■ ANFORDERUNGEN
Zähle die Zeilen der folgenden Datensätze, in denen die Zeichenfolge „blue“ vorkommt. Gib nur die Anzahl an.

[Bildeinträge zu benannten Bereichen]
************

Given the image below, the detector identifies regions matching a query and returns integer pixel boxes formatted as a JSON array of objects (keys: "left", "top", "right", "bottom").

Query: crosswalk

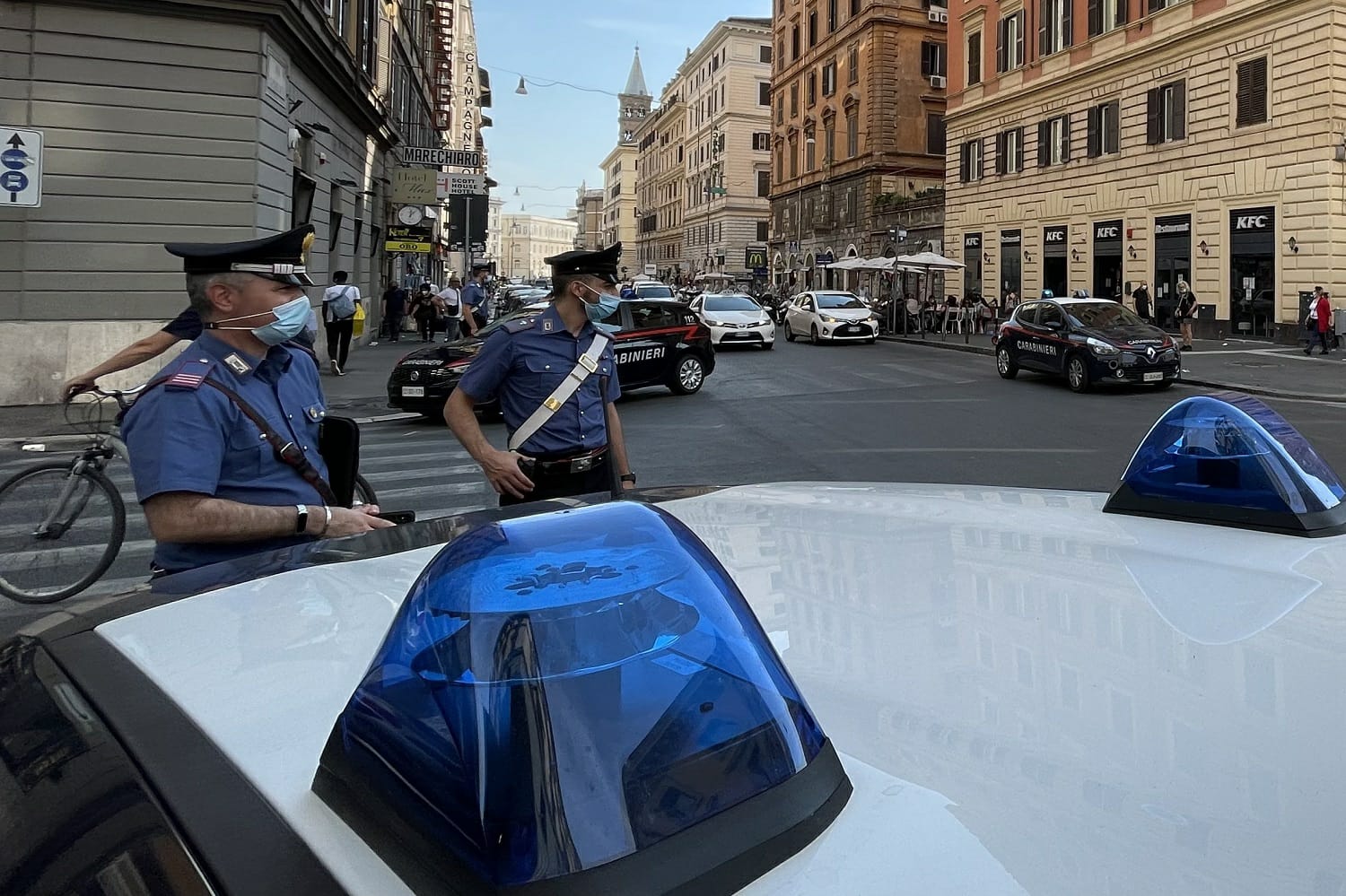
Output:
[{"left": 0, "top": 420, "right": 498, "bottom": 611}]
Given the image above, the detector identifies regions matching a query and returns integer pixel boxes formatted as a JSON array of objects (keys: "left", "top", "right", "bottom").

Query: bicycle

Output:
[
  {"left": 0, "top": 387, "right": 144, "bottom": 605},
  {"left": 0, "top": 387, "right": 379, "bottom": 605}
]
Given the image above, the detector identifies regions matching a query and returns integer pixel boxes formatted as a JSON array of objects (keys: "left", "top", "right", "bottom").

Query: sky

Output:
[{"left": 473, "top": 0, "right": 772, "bottom": 218}]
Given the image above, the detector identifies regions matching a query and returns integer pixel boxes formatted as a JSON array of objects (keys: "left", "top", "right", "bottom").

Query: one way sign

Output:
[{"left": 0, "top": 126, "right": 42, "bottom": 209}]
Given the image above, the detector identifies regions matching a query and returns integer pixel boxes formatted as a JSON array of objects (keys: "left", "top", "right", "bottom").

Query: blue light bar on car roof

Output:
[
  {"left": 1104, "top": 392, "right": 1346, "bottom": 535},
  {"left": 314, "top": 502, "right": 851, "bottom": 893}
]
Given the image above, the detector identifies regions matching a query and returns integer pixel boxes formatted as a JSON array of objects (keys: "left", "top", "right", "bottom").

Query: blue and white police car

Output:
[{"left": 0, "top": 395, "right": 1346, "bottom": 896}]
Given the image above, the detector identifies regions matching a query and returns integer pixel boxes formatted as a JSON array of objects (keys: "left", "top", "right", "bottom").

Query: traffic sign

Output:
[
  {"left": 435, "top": 174, "right": 486, "bottom": 199},
  {"left": 0, "top": 126, "right": 42, "bottom": 209},
  {"left": 403, "top": 147, "right": 482, "bottom": 169}
]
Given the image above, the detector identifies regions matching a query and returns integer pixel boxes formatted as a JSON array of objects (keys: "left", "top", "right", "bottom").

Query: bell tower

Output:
[{"left": 616, "top": 46, "right": 653, "bottom": 145}]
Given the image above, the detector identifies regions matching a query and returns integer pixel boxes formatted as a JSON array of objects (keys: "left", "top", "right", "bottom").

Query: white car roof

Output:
[{"left": 97, "top": 483, "right": 1346, "bottom": 896}]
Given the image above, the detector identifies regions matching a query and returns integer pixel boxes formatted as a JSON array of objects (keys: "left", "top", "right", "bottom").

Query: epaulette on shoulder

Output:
[{"left": 164, "top": 358, "right": 215, "bottom": 392}]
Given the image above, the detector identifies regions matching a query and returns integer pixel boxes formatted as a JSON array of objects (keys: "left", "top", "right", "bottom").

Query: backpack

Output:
[{"left": 328, "top": 287, "right": 355, "bottom": 320}]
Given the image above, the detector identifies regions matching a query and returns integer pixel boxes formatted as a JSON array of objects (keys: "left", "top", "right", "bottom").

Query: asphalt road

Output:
[{"left": 0, "top": 331, "right": 1346, "bottom": 635}]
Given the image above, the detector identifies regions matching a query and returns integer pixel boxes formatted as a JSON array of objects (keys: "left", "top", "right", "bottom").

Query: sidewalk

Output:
[
  {"left": 0, "top": 336, "right": 417, "bottom": 448},
  {"left": 880, "top": 334, "right": 1346, "bottom": 404}
]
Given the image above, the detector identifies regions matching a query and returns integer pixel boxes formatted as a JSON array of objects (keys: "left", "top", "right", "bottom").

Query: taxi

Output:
[
  {"left": 388, "top": 299, "right": 715, "bottom": 420},
  {"left": 995, "top": 299, "right": 1182, "bottom": 392},
  {"left": 0, "top": 393, "right": 1346, "bottom": 896}
]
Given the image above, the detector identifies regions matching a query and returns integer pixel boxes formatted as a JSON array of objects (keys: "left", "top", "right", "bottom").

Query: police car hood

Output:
[{"left": 97, "top": 483, "right": 1346, "bottom": 896}]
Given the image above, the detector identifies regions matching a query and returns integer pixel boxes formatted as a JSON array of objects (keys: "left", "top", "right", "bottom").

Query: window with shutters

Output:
[
  {"left": 958, "top": 140, "right": 985, "bottom": 183},
  {"left": 996, "top": 128, "right": 1023, "bottom": 174},
  {"left": 1089, "top": 0, "right": 1130, "bottom": 38},
  {"left": 1235, "top": 57, "right": 1268, "bottom": 128},
  {"left": 1038, "top": 116, "right": 1071, "bottom": 169},
  {"left": 1146, "top": 81, "right": 1187, "bottom": 147},
  {"left": 996, "top": 10, "right": 1025, "bottom": 73},
  {"left": 921, "top": 40, "right": 949, "bottom": 78},
  {"left": 926, "top": 112, "right": 944, "bottom": 156},
  {"left": 1085, "top": 100, "right": 1122, "bottom": 159},
  {"left": 823, "top": 59, "right": 837, "bottom": 97},
  {"left": 1038, "top": 0, "right": 1074, "bottom": 57}
]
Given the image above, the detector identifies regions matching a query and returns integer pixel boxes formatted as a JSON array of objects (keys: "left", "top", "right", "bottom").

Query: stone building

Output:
[
  {"left": 770, "top": 0, "right": 950, "bottom": 288},
  {"left": 497, "top": 212, "right": 578, "bottom": 280},
  {"left": 0, "top": 0, "right": 486, "bottom": 405},
  {"left": 947, "top": 0, "right": 1346, "bottom": 341}
]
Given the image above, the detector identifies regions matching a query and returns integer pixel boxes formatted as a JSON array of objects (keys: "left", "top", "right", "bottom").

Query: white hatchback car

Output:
[
  {"left": 691, "top": 292, "right": 775, "bottom": 349},
  {"left": 785, "top": 290, "right": 879, "bottom": 346}
]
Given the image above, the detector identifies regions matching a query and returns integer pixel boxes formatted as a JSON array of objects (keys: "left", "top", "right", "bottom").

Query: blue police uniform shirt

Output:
[
  {"left": 463, "top": 280, "right": 486, "bottom": 309},
  {"left": 458, "top": 306, "right": 622, "bottom": 455},
  {"left": 121, "top": 331, "right": 328, "bottom": 570}
]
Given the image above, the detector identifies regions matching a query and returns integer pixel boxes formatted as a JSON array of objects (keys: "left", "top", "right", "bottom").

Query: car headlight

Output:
[{"left": 1085, "top": 336, "right": 1122, "bottom": 355}]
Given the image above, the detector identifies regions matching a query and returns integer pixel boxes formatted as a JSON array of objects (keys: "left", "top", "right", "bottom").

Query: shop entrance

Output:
[
  {"left": 998, "top": 231, "right": 1023, "bottom": 306},
  {"left": 1229, "top": 206, "right": 1276, "bottom": 339},
  {"left": 1154, "top": 215, "right": 1201, "bottom": 330},
  {"left": 1090, "top": 221, "right": 1123, "bottom": 301}
]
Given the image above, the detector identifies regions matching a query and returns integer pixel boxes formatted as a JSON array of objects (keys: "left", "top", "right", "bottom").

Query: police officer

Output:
[
  {"left": 444, "top": 244, "right": 635, "bottom": 505},
  {"left": 123, "top": 226, "right": 392, "bottom": 572}
]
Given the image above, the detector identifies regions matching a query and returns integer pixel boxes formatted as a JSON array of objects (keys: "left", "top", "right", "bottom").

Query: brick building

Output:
[
  {"left": 947, "top": 0, "right": 1346, "bottom": 341},
  {"left": 770, "top": 0, "right": 949, "bottom": 287}
]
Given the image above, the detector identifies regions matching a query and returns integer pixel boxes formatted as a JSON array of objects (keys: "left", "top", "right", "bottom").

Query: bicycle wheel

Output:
[
  {"left": 0, "top": 462, "right": 127, "bottom": 605},
  {"left": 355, "top": 476, "right": 379, "bottom": 508}
]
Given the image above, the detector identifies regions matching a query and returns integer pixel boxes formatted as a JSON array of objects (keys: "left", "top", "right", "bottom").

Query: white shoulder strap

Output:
[{"left": 509, "top": 333, "right": 610, "bottom": 451}]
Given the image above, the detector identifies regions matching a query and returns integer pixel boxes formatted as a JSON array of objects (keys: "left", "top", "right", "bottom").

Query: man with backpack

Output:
[{"left": 323, "top": 271, "right": 361, "bottom": 377}]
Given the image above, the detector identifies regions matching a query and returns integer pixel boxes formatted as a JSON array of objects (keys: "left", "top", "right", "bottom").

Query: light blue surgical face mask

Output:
[
  {"left": 581, "top": 284, "right": 622, "bottom": 323},
  {"left": 209, "top": 296, "right": 312, "bottom": 346}
]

************

■ ANTWORT ZUR AUFGABE
4